YOUR ASSIGNMENT: From the material below, copy each line that holds the word "xmax".
┌──
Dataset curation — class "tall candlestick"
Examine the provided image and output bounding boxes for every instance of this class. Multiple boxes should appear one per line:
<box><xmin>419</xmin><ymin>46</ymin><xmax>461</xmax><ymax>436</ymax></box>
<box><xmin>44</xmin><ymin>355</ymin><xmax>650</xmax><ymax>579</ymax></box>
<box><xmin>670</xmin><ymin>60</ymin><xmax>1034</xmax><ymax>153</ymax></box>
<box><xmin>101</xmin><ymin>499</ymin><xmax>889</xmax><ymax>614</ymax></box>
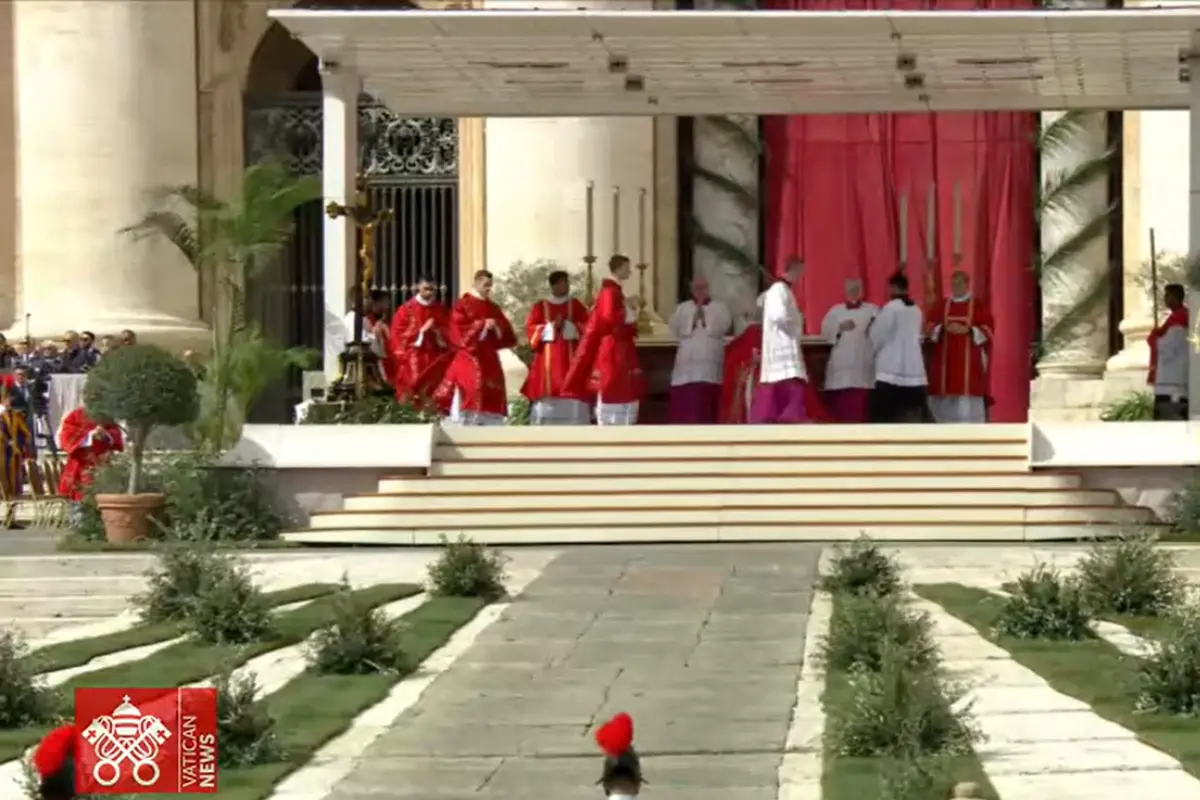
└──
ANSWER BOX:
<box><xmin>419</xmin><ymin>46</ymin><xmax>461</xmax><ymax>436</ymax></box>
<box><xmin>44</xmin><ymin>355</ymin><xmax>650</xmax><ymax>579</ymax></box>
<box><xmin>670</xmin><ymin>60</ymin><xmax>1034</xmax><ymax>153</ymax></box>
<box><xmin>101</xmin><ymin>499</ymin><xmax>889</xmax><ymax>614</ymax></box>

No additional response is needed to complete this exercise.